Document segment:
========================
D: On today's show: dating strategies from turkeys.
Y: Humans or birds?
D: Birds, of course. You probably already know that turkeys engage in courtship behavior. They blush and fan their tails and strut around while emitting a low drumming noise.
D: It is if you're a female turkey. Sometimes, though, male turkey siblings pair up and pool their courtship resources: the more dominant turkey goes after the female, while the subordinate turkey acts as a wingman--get it, wing-man--by acting like a backup dancer and keeping the other males away.
Y: Terrible pun, Don.
D: I liked it.
Y: Okay, but if the goal is to spread your genes, why would the subordinate turkey put all his eggs in his brother's basket?
D: Leave the puns to the expert, Yael. This behavior is an example of the evolutionary principle of kin selection.
Y: Let me guess--that's where you do something that might not benefit you as an individual, but benefits your kin group as a whole.
D: Right. And, according to a one study, when you sit down and do the numbers, kin selection can really pay off. Turkeys that courted on their own produced, on average, less than one offspring over the course of the study. In comparison, the dominant turkey in each courtship pair produced, on average, seven offspring over the same time span. Since the subordinate turkey shares genes with the dominant turkey, this means that without doing any actual copulating, the subordinate turkey gets his genes into the equivalent of more than one and a half offspring when he supports his more dominant brother.
Y: And that's much better that he could do on his own.D: Pretty smart for a turkey, huh?
========================
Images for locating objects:

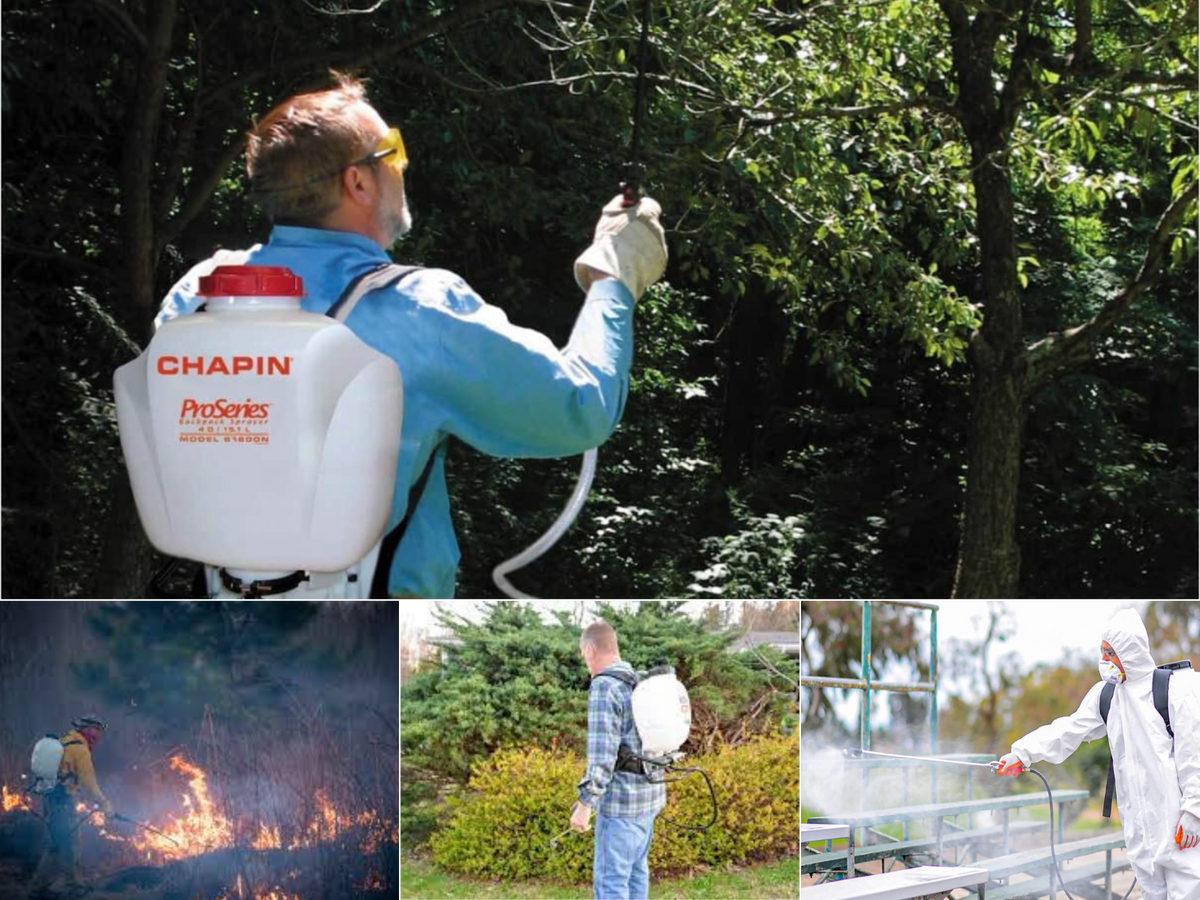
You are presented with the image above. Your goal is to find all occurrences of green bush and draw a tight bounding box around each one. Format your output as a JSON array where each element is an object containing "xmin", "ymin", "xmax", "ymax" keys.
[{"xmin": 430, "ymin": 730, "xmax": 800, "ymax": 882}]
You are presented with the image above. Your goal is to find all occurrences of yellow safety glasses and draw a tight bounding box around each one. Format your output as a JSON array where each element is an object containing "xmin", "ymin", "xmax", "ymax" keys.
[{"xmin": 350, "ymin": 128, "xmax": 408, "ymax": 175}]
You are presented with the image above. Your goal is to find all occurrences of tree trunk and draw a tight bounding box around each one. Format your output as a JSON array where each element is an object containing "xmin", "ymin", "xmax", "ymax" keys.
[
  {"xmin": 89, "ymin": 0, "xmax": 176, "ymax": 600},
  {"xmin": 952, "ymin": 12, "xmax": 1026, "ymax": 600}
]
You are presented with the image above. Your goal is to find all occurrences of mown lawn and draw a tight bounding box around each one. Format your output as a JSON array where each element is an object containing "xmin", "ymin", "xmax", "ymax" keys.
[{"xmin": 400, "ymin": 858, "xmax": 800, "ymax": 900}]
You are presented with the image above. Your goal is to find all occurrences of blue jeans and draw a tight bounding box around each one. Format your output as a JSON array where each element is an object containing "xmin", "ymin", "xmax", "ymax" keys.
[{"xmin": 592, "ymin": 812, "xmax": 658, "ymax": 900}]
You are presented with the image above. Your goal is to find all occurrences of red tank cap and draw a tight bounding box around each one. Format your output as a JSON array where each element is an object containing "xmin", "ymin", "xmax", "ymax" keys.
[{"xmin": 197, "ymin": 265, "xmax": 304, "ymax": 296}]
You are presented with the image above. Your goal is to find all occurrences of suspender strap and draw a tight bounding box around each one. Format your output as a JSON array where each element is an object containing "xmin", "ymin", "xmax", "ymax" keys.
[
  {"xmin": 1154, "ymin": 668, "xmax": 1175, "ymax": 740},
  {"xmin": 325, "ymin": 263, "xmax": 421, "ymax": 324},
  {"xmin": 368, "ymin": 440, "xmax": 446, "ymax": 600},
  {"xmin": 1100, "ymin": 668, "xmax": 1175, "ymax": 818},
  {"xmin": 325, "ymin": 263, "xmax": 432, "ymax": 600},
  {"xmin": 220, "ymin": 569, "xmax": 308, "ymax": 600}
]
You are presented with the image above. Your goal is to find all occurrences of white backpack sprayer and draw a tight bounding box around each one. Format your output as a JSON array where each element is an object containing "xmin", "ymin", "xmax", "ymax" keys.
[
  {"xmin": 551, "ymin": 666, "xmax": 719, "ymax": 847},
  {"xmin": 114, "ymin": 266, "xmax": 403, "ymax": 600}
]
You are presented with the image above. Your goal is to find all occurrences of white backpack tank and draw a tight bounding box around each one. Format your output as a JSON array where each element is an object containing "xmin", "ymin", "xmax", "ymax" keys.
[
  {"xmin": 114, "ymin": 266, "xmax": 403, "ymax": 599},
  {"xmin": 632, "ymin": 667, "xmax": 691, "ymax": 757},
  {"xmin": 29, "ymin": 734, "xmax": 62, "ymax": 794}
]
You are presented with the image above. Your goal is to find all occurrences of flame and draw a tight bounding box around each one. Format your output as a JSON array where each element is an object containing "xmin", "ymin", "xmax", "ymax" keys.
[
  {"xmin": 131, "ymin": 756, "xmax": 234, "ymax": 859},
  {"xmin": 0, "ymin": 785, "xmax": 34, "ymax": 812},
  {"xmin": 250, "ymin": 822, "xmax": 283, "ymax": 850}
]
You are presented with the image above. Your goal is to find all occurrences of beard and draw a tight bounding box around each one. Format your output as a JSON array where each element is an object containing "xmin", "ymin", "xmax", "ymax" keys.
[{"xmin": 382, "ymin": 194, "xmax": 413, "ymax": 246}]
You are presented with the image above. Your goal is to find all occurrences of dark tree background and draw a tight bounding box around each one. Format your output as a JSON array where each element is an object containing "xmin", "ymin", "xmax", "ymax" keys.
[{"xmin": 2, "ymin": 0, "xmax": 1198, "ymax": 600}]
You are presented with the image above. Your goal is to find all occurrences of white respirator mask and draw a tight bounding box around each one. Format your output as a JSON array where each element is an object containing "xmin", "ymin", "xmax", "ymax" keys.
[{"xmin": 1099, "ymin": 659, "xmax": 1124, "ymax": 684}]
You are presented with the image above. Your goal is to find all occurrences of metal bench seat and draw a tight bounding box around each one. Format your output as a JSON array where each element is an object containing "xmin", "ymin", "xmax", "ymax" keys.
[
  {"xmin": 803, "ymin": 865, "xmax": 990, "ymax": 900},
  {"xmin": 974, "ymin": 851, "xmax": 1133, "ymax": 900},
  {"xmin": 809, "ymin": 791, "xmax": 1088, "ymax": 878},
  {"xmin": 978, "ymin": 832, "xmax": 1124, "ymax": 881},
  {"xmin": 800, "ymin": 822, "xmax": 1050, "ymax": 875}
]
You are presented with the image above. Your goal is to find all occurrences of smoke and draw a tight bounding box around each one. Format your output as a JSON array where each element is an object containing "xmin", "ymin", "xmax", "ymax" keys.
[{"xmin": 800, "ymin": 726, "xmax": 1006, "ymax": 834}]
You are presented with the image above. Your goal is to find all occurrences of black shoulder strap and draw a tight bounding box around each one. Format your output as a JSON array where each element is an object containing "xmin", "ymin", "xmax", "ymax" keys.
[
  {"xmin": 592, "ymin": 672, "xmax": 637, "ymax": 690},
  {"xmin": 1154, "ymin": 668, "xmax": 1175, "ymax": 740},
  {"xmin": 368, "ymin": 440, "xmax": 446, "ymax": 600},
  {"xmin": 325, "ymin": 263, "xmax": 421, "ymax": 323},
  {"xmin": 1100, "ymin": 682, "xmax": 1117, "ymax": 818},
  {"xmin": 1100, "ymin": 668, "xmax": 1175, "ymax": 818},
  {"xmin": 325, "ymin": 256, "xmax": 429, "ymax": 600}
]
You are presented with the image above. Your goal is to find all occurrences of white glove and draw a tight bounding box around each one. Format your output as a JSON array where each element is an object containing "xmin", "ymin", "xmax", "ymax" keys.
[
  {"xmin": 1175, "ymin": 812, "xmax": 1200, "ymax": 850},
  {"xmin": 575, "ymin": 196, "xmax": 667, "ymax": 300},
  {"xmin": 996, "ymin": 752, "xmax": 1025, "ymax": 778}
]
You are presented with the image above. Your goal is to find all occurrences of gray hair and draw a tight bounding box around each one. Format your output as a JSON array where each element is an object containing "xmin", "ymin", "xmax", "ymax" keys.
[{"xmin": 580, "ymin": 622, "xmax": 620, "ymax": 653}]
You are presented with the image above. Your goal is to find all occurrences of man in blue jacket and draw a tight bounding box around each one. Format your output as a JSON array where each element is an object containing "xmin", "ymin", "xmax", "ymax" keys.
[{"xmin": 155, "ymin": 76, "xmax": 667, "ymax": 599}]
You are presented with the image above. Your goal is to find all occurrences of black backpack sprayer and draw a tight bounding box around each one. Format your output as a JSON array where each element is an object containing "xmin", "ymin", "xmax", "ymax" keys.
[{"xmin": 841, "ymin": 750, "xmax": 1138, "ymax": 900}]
========================
Goal of the exercise: Write out the part of the turkey courtship transcript that starts at "D: Birds, of" and ends at "Terrible pun, Don.". This data has nothing to do with the turkey courtship transcript.

Exercise answer:
D: Birds, of course. You probably already know that turkeys engage in courtship behavior. They blush and fan their tails and strut around while emitting a low drumming noise.
D: It is if you're a female turkey. Sometimes, though, male turkey siblings pair up and pool their courtship resources: the more dominant turkey goes after the female, while the subordinate turkey acts as a wingman--get it, wing-man--by acting like a backup dancer and keeping the other males away.
Y: Terrible pun, Don.